EXERCISE GOAL => What you return should match every entry, character for character.

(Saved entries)
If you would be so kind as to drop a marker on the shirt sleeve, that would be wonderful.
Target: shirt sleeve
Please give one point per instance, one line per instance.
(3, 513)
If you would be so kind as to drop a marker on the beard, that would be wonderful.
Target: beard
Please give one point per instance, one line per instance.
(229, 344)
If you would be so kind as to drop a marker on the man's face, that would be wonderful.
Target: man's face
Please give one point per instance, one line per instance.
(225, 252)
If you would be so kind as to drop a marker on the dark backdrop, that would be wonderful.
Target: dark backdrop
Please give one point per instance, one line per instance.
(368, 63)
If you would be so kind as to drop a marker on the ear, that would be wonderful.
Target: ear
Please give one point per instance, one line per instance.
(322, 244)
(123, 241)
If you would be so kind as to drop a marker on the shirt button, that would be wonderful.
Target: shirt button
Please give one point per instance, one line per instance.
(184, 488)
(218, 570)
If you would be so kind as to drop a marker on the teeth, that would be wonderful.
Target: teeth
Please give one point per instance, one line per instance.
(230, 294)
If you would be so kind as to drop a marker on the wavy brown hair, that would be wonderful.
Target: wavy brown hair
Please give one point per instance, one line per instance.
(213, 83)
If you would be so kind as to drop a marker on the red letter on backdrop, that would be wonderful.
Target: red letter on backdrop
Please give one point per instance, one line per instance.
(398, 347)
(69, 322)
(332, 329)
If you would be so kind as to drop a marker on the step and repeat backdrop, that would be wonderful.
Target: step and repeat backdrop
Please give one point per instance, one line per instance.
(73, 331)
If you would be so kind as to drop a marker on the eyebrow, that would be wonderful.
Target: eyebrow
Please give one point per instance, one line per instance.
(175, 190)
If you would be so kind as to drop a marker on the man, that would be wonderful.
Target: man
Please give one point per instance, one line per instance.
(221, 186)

RESPONSE TO THIS TASK =>
If you would be so kind as to drop a marker on the shirt sleeve, that would be wonderful.
Target: shirt sleeve
Please give one point per instance, one line per instance.
(3, 513)
If you would be so kind as to drop a marker on the beard, that would be wonderful.
Target: beard
Please give one point per instance, one line per instance.
(229, 344)
If you would be so kind as to drop a marker on the man's face, that would be wonderful.
Target: man's face
Please give one point per instance, one line per instance.
(225, 252)
If you would be so kind as to drop a marker on the dark backdrop, that would be wonderful.
Target: dark backdrop
Please give one point per instance, one line per instance.
(368, 63)
If you would be so kind as to drop a marker on the ear, that would be wonderful.
Target: ear
Please give one point per instance, one line per instance.
(322, 244)
(123, 241)
If you would be so kind as to drop a marker on the shirt button, that would be wonderful.
Target: shirt button
Please give one point per instance, one line per instance.
(184, 488)
(218, 570)
If you would be so kind as to drop a marker on the teeth, that would be wonderful.
Target: teeth
Please give one point per instance, one line per instance.
(230, 294)
If you would be so kind as to drop a marker on the wavy brown hair, that would be wonderful.
Target: wavy brown hair
Please give one point per instance, one line per instance.
(213, 83)
If you would be so kind as to drop a marker on the red letter on backdrop, that would be wonderful.
Target: red letter on backdrop
Please give one point per instance, one line per instance.
(398, 347)
(69, 322)
(332, 329)
If you would be so kind as to drop a marker on the step and repeat backdrop, that would be wonderful.
Target: step and repeat backdrop
Please give one point per instance, one line per instance.
(73, 331)
If you would be so kind as to drop a marker on the eyebrow, that would be wonderful.
Target: eyebrow
Please give one point per instance, one line per instance.
(175, 190)
If you would be so kind as to drop a marker on the man, that would be wonderful.
Target: man
Please give one point per instance, one line per instance.
(221, 186)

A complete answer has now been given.